Required task: Rewrite the R plotting tutorial below from "If we wanted to understand whether" to "g + geom_point()", substituting "dot plot" for "scatter plot".

Page text:

▽

We can also group these results by sex, if for example we wanted to know whether there is a gender effect. We can do this using a boxplot, specficially a violin plot, a type of boxplot but which looks a bit nicer.
ggplot(data, aes(x = sex, y = `lesion_volume`)) +
geom_violin(aes(fill = sex), scale = "area", trim = TRUE) +
scale_fill_brewer(palette = "Dark2") +
labs(title = "Violin plot of Total lesion volume by sex",
x = "sex",
y = "lesion_volume") +
theme_minimal() +
theme(legend.position = "none")
There seems to be a similar relationship between both genders, but more of a spread among Males, possibly due to the single outlier at the top. You can see this outlier in the scatter plot above as well.
If we wanted to understand whether there is a difference between the height and weight between Males and Females, we can do this using a scatter plot, grouped by Sex:
g <- ggplot(data, aes(x=height, y=weight, colour=sex))
g <- g + geom_point()
g
So you can see that males are generally towards the top and right (i.e., taller and heavier).
Another type of graph that we can use is a histogram. Histograms are useful if we want to understand the spread of a particular variable for different categories. For example, if we wanted to understand the distribution of bmi or age across the group.
Firstly, BMI:
ggplot(data, aes(x = bmi)) +
geom_histogram(aes(y = after_stat(density)), binwidth = 1, fill = "steelblue", color = "black") +
geom_density(color = "darkred", linetype = "solid", linewidth = 1) +
labs(title = "Histogram of bmi with Density Curve",
x = "bmi",
y = "Density") +
theme_minimal() +
theme(plot.title = element_text(face = "bold", hjust = 0.5),
axis.title.x = element_text(face = "bold"),
axis.title.y = element_text(face = "bold"))
So you can see that the most common BMI is 25. You can see that the distribution of BMI is lower for both low and high bmi (under and overweight) and higher in the middle. This variable is said to be ‘normally distributed’. More examples of normally distributed data include height and weight (which makes sense as they constitute BMI!).

△

Entries:

▽

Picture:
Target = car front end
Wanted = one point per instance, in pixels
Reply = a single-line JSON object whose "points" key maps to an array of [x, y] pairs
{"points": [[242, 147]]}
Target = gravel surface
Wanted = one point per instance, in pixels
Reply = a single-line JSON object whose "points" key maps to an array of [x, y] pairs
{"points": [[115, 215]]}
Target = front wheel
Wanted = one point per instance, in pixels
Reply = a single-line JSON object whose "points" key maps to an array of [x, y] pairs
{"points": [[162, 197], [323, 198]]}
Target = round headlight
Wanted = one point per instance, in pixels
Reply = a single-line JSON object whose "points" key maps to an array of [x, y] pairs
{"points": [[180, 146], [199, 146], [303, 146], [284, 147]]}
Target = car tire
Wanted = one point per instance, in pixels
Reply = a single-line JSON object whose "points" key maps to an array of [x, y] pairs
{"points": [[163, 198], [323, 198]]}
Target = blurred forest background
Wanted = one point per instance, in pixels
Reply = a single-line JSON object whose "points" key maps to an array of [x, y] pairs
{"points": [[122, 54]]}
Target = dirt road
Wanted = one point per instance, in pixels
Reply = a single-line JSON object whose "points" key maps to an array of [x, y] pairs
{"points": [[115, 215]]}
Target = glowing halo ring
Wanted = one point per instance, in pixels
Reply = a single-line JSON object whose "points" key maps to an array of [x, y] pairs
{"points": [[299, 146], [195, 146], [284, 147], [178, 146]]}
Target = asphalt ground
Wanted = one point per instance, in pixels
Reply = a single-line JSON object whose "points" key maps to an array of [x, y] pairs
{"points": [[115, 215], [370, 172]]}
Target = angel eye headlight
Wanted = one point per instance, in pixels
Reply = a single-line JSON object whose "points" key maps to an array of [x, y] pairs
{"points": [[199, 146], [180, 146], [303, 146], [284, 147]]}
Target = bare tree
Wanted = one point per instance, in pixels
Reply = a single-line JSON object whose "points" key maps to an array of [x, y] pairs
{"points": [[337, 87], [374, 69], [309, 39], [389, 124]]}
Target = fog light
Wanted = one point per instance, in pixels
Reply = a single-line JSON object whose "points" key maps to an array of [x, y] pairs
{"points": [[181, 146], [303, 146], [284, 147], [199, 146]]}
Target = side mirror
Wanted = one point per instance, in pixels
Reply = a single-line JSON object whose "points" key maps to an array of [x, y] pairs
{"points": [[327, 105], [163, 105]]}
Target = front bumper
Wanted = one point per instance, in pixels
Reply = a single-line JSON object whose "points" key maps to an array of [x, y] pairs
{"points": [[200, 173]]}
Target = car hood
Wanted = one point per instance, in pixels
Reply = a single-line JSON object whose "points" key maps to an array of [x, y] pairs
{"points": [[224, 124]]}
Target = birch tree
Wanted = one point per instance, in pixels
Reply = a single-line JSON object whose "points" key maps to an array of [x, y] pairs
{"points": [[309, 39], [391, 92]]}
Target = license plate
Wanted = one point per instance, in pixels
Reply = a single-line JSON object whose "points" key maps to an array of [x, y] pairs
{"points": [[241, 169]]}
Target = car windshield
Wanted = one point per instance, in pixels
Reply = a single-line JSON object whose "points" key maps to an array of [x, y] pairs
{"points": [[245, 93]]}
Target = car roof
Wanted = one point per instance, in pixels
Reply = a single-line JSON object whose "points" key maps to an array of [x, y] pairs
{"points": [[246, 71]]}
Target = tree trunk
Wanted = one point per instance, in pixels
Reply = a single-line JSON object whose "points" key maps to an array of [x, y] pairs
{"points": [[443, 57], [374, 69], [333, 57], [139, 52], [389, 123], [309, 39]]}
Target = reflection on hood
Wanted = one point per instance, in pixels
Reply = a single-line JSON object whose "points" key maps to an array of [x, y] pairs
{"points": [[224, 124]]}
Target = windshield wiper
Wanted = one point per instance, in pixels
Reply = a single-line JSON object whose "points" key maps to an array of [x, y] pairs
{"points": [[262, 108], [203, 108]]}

△

Response:
If we wanted to understand whether there is a difference between the height and weight between Males and Females, we can do this using a dot plot, grouped by Sex:
g <- ggplot(data, aes(x=height, y=weight, colour=sex))
g <- g + geom_point()